▸ **Your objective**
Here are some records; return them all exactly.

>>>

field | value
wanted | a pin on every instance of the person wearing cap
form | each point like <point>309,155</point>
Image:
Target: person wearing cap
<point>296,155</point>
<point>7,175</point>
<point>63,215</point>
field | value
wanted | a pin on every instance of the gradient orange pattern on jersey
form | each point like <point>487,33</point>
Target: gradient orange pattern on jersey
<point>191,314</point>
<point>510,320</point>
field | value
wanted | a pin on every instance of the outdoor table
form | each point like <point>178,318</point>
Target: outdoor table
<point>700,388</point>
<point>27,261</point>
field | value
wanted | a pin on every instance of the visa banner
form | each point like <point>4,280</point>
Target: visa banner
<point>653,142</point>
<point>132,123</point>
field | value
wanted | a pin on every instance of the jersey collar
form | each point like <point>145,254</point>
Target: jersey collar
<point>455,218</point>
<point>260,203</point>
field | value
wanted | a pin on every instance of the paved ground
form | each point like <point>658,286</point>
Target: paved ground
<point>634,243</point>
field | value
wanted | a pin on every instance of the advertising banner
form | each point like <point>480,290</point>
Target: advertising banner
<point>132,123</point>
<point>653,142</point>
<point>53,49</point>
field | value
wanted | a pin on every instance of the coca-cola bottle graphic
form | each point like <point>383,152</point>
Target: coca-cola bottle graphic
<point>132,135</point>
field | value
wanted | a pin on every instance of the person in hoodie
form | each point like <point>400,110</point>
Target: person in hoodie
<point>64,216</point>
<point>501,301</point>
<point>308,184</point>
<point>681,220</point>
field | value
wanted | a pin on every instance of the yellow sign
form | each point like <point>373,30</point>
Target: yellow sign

<<<

▸ **Answer for the task**
field | value
wanted | a pin on every instance of the person wearing cap
form | each point like <point>309,155</point>
Image:
Target: person wearing cap
<point>296,155</point>
<point>7,175</point>
<point>63,215</point>
field | value
wanted | a pin on every instance of the gradient orange pattern on jersey
form | each point like <point>487,33</point>
Target: gradient orange pattern on jersey
<point>191,314</point>
<point>510,320</point>
field | value
wanted | a pin on every instance of the outdoor table
form | each point like <point>178,318</point>
Target: outdoor table
<point>700,388</point>
<point>27,261</point>
field | value
wanted | a pin on every instance of the visa banner
form | each point like <point>4,280</point>
Target: visa banner
<point>653,142</point>
<point>132,123</point>
field | value
wanted | a pin on every instance of the jersey collar
form | each point like <point>145,254</point>
Target: jersey collar
<point>455,218</point>
<point>260,203</point>
field | value
wanted | a pin on every instance of the paved ground
form | each point like <point>658,286</point>
Target: paved ground
<point>634,243</point>
field | value
wanted | a pin on every instance of the advertising banner
form | each point like <point>480,290</point>
Target: advertising banner
<point>132,123</point>
<point>653,142</point>
<point>53,49</point>
field | value
wanted | a pin on every instance of the coca-cola bottle graphic
form | each point like <point>383,152</point>
Target: coca-cola bottle graphic
<point>132,135</point>
field | value
wanted | a pin on every instance of the person in hoodie
form | each point like <point>400,110</point>
Target: person in hoodie
<point>64,216</point>
<point>501,301</point>
<point>308,184</point>
<point>681,220</point>
field | value
wanted | a pin on every instance of the yellow sign
form | each point like <point>373,30</point>
Target: yellow sign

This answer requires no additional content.